● STATED EXERCISE:
Find the line that contains "Target: gold ring". Repeat that line and all lines following it, exactly, through the end of the listing below.
▽
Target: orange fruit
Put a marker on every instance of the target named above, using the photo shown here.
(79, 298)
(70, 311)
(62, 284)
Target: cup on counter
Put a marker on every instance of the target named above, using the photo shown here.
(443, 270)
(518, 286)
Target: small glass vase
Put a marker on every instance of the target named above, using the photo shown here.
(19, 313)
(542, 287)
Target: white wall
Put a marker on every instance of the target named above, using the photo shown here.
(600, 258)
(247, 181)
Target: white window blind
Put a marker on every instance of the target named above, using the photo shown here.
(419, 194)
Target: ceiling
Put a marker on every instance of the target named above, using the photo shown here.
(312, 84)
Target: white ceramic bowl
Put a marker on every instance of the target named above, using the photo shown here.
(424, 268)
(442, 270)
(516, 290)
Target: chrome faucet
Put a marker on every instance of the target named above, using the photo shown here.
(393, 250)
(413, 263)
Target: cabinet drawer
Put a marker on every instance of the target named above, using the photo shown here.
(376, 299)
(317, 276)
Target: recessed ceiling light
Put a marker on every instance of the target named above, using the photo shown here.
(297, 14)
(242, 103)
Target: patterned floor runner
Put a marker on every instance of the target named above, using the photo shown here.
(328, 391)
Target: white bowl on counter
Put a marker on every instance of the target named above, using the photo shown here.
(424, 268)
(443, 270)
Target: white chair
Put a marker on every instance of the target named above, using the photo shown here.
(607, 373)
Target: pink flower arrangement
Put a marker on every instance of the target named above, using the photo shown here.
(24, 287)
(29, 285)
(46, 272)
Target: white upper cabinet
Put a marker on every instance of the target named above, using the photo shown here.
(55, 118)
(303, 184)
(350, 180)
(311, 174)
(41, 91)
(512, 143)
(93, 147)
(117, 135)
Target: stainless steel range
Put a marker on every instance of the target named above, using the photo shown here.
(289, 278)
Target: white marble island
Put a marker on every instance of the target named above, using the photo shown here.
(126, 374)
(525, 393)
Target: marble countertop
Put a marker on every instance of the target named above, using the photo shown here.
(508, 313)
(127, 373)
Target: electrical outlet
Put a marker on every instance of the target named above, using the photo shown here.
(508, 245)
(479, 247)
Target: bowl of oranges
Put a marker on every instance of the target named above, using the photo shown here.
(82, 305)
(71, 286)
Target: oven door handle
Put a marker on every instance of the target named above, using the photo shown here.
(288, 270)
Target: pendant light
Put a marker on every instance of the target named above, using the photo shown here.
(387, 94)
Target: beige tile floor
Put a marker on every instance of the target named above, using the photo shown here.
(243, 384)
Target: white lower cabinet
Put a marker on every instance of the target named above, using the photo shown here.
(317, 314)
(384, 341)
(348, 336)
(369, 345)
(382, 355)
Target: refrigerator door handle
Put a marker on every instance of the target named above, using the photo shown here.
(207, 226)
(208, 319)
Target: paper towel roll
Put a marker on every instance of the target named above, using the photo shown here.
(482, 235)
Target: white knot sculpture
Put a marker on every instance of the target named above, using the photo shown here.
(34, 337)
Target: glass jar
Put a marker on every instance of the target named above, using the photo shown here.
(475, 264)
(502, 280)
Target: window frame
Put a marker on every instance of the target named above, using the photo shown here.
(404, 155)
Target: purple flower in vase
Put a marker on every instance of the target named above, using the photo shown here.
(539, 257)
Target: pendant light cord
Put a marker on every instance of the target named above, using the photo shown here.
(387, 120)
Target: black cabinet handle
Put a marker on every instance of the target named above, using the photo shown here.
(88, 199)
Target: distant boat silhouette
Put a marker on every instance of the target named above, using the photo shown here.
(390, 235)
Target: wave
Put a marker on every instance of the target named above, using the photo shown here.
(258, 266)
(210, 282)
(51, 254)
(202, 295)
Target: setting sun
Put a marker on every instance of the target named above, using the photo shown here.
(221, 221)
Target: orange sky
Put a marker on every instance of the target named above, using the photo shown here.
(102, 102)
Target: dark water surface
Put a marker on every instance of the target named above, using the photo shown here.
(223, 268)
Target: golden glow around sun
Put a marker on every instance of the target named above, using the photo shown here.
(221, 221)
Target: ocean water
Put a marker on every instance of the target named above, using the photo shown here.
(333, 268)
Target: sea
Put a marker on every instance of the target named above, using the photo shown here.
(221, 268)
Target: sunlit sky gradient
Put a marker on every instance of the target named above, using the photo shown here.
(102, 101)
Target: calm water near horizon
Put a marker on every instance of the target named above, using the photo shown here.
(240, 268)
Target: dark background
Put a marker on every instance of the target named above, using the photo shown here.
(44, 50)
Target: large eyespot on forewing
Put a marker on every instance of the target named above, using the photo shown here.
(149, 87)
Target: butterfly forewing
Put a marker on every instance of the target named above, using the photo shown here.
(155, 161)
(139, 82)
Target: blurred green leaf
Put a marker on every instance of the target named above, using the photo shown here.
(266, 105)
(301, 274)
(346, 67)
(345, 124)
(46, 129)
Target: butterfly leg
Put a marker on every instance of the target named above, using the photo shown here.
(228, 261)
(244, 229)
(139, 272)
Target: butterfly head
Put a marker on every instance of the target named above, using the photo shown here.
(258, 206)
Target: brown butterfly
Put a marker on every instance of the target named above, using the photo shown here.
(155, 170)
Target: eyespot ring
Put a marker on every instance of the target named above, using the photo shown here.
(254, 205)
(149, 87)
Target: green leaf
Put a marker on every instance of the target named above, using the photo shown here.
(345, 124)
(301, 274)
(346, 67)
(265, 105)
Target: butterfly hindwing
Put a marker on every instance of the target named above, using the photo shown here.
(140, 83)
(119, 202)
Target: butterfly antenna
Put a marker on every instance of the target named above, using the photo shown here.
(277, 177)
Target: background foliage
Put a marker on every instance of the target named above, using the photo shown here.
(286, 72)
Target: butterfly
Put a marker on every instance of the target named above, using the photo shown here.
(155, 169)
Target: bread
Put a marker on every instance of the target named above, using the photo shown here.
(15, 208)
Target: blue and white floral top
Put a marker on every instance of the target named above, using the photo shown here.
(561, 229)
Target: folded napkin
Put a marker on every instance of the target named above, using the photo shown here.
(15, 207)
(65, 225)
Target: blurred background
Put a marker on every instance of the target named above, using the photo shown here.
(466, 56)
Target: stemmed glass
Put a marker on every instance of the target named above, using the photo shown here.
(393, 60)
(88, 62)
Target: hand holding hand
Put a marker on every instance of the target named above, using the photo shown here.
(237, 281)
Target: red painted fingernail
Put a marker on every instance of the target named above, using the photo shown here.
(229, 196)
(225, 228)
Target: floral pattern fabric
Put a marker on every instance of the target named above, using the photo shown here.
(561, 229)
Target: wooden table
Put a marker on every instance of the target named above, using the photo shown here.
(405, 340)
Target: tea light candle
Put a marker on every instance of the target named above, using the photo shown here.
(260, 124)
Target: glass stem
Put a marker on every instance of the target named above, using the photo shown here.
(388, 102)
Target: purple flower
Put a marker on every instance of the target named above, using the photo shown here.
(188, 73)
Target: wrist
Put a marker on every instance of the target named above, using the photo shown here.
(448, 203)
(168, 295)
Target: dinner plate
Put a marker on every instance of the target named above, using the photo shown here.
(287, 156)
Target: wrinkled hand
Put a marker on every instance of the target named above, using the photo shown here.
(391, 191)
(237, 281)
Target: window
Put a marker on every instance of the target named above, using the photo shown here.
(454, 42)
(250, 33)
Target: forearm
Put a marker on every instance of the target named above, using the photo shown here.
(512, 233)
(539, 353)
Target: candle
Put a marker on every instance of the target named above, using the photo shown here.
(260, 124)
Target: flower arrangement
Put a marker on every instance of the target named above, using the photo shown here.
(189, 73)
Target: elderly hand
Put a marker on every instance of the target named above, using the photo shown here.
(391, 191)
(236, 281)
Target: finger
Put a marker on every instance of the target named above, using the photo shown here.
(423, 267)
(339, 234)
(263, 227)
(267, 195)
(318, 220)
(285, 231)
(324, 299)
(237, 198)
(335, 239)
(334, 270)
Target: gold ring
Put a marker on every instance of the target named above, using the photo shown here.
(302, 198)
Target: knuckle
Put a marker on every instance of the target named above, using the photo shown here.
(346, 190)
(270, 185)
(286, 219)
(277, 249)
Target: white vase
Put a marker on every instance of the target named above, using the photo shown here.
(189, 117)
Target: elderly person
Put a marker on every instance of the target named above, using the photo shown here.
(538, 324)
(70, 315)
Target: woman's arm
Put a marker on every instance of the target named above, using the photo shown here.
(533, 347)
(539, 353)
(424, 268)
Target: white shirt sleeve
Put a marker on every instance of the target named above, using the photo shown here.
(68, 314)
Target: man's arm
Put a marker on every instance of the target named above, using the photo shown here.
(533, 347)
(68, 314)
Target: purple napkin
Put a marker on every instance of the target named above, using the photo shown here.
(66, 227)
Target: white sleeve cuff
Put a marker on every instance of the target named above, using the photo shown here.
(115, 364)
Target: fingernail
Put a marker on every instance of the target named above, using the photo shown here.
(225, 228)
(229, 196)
△
● OUTPUT OF THE EXERCISE:
Target: gold ring
Put a marker on every instance of the target named above, using the photo shown here.
(302, 198)
Target: knuckle
Put a marker on every instance of the target named above, using the photo shown here.
(346, 190)
(270, 185)
(286, 219)
(277, 249)
Target: white vase
Put a marker on every instance of the target named above, using the photo shown here.
(189, 117)
Target: elderly person
Put a marker on every instance of the target named above, using the photo shown here.
(538, 324)
(70, 315)
Target: woman's arm
Put a marker on every instance of the target named above, using the photo shown here.
(533, 347)
(539, 353)
(424, 268)
Target: white shirt sleeve
Put a marker on every instance of the target named above, using the photo shown here.
(68, 314)
Target: man's arm
Put a marker on every instance of the target named above, using the photo shown here.
(533, 347)
(68, 314)
Target: purple napkin
Put a marker on every instance of the target named above, using the photo shown here.
(66, 227)
Target: white sleeve cuff
Put a marker on every instance of the target named above, using the photo shown here.
(115, 364)
Target: fingernail
Put a marker on every instance of the target named above, using the photo shown here.
(225, 228)
(229, 196)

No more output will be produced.